:: Alıştırma 1 ::
Eskişehir Havaalanı yazısına göre Eskişehir'den İstanbul'a giden uçak seferleri hangi sebeple kaldırıldı?
:: Alıştırma 2 ::
Eskişehir Havaalanı yazısını son cümlesinden sonra devam ettirin.

:: Verilen metin ::
-------------------------

1-Murat TAŞKIN (BİZDEN SÖYLEMESİ)
"Eskişehir konuşur, Erzurum, Ordu ve Giresun yapar"
Yayınlanma:
Eskişehir Havaalanı, Uluslararası piste kavuşur kavuşmaz uçak seferlerini kaybetti.
Bir gün, Eskişehir'den İstanbul'a yapılan seferlerin kaldırıldığı duyuruldu.
Sebep ise, seferlerin zarar ettiğiydi.
Yeterli müşteri olmadığıydı.
Belirlenen tarife gün ve saatleriyle bu seferlerin kar etmesi ve müşteri bulması zaten mümkün değildi.
Zira...
Uçaklar Atatürk havaalanına inip kalkmadıkça, Eskişehir'den İstanbul'a sabah gidip, gece dönmedikçe bu uçak seferlerinin bir faydası olmayacaktı.
Bunu defalarca yazdık bu sütunlarda.
Yapmadılar.
Israrla Eskişehir'den kalkan uçağı, otomobil ile 2 saatte gidebileceğiniz Sabiha Gökçen havaalanına indirdiler.

-------------------------

:: Seçilmiş veriler ::
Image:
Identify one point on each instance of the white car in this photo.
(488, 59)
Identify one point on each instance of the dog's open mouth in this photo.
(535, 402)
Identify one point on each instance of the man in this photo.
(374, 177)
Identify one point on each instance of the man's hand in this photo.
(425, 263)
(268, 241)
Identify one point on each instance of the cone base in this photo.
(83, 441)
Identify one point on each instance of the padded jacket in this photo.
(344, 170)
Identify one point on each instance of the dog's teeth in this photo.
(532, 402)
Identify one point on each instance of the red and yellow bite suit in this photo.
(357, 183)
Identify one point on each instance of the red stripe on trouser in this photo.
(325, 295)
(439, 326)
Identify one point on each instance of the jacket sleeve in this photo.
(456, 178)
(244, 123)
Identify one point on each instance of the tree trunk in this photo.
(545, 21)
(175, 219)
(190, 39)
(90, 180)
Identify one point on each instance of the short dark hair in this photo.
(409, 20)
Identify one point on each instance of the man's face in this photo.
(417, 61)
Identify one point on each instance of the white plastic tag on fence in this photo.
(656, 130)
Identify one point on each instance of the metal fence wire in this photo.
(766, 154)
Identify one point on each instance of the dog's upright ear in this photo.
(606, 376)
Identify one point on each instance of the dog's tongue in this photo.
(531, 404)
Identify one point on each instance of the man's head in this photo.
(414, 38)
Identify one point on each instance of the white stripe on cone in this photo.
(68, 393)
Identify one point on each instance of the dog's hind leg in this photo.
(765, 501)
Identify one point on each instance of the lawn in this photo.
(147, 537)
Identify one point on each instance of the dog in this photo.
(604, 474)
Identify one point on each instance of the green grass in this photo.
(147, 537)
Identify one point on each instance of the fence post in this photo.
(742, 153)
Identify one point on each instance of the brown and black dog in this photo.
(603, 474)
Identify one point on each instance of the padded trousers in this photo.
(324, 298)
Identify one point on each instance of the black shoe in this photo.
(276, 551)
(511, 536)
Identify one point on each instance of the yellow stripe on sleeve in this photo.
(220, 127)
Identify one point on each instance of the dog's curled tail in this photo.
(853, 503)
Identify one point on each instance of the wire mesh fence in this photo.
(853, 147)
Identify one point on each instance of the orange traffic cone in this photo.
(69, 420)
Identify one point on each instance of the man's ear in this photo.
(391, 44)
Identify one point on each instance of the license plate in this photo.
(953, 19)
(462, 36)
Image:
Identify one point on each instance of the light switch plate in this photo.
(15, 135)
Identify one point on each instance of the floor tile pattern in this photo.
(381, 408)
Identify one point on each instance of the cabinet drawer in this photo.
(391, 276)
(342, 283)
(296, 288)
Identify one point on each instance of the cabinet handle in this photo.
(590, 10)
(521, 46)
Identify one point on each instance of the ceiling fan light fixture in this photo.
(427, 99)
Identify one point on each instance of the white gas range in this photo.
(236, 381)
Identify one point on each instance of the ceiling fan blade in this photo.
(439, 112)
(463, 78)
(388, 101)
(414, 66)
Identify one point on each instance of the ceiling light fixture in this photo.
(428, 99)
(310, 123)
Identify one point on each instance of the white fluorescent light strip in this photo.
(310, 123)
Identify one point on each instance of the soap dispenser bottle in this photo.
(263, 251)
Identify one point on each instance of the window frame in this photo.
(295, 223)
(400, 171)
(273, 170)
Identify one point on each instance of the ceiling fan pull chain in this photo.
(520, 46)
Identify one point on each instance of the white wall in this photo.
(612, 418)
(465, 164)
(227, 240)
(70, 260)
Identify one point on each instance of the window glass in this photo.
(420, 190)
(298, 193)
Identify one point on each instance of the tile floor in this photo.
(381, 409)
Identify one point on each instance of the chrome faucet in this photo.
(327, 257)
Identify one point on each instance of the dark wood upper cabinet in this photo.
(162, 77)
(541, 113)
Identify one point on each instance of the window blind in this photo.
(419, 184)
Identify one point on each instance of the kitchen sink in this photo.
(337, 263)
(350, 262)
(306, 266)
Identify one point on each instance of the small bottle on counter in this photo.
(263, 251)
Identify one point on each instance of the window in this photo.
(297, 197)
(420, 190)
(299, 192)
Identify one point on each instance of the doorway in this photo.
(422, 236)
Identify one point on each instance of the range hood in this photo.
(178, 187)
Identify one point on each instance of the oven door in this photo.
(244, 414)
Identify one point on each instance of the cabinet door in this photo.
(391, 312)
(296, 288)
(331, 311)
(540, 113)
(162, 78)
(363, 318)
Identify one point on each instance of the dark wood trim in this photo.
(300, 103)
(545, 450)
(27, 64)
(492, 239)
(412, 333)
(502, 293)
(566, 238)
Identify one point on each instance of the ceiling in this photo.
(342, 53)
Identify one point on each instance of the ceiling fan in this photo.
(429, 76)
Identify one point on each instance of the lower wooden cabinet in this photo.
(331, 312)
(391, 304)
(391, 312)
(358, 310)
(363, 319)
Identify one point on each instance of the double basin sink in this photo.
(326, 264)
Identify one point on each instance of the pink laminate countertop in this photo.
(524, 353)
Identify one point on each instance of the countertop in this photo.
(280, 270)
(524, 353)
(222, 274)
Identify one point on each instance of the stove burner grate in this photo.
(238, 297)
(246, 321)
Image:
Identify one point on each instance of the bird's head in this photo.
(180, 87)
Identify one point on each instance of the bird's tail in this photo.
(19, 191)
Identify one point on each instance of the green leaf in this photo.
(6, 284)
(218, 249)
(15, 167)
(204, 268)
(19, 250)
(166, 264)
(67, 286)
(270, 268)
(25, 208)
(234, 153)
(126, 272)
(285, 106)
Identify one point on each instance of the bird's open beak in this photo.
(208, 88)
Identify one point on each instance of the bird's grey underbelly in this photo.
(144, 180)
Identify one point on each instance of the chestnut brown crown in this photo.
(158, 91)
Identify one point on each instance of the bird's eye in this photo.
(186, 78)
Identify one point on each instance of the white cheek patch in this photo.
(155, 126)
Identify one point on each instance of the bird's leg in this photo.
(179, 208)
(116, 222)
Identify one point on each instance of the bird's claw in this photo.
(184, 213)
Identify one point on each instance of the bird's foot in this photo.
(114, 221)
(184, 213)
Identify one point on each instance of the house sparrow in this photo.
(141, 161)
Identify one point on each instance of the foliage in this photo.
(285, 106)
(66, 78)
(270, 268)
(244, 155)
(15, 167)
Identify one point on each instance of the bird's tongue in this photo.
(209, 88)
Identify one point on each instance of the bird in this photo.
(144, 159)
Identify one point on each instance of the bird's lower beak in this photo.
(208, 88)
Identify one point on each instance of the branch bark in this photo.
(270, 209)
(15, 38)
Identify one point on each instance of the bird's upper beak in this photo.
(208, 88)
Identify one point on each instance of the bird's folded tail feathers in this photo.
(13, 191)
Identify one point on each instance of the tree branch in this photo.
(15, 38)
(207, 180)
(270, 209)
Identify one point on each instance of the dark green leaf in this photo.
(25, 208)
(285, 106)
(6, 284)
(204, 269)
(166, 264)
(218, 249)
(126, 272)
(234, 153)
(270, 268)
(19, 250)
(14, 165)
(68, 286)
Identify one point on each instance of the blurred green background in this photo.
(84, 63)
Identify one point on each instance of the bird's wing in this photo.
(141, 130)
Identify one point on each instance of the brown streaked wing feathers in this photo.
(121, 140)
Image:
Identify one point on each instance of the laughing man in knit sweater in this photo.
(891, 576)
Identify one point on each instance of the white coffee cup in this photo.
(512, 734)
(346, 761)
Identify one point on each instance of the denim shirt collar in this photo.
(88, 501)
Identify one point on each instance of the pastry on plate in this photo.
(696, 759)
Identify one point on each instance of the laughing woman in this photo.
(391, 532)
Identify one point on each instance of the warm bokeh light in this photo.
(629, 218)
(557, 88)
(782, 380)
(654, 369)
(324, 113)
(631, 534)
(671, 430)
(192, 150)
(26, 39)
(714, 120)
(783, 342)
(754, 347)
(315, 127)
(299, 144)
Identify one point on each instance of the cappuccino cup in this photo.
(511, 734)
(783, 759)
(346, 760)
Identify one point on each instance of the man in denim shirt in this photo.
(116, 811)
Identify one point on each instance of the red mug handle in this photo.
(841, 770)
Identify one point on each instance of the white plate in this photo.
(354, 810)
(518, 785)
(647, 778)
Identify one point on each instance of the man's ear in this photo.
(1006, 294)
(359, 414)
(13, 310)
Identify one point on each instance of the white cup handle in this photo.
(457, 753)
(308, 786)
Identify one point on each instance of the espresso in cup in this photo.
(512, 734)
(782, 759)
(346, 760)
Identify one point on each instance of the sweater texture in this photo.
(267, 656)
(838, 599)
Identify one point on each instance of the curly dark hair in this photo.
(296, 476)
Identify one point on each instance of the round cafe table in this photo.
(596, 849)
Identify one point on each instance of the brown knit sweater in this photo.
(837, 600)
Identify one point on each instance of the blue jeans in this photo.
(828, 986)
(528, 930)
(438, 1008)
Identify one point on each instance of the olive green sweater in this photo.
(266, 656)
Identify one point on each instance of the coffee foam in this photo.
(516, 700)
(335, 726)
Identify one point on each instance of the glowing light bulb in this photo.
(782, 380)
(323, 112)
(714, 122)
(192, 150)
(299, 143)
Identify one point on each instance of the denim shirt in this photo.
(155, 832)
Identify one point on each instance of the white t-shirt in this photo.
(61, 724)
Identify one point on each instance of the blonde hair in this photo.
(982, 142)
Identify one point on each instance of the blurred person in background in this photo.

-------------------------

:: Alıştırma cevabı 1 ::
Seferler zarar ettiği ve yeterli müşteri olmadığı için kaldırıldı.

:: Alıştırma cevabı 2 ::
Saban İstanbul'a giden uçağı, 2 gün sonra Eskişehir'e döndürdüler.
Adeta...
"Eskişehir-İstanbul seferleri başarısız olsun" diye ellerinden gelen ne varsa yaptılar.
Biz de bıktık.
Aynı şeyleri yazmaktan usandık.
Baktık ki kimsenin niyeti yok seferlerin yeniden yapılmasıyla ilgili, biz de vaz geçtik İstanbul seferlerinden.
Ama hiç olmazsa, Yaz aylarında, Sahil kentlerine Eskişehir'den uçak seferleri yapılmasını önerdik.
Çok değil, üç ay boyunca Eskişehir'den Antalya,Bodrum ve İzmir'e, haftanın belirli günlerinde uçak seferleri yapılsın istedik.
Bu durumda en az 350-400 bin yolcunun bu serflerden yararlanacağını, Eskişehirlilerin 6-7 saatlik tatil yolunu araçlarıyla çekmek durumunda kalmayacaklarını söyledik.
-"Bak bu fena fikir değil ha!" dediler önce.
Ardından...
"Biz bir araştıralım şu meseleyi" dediler.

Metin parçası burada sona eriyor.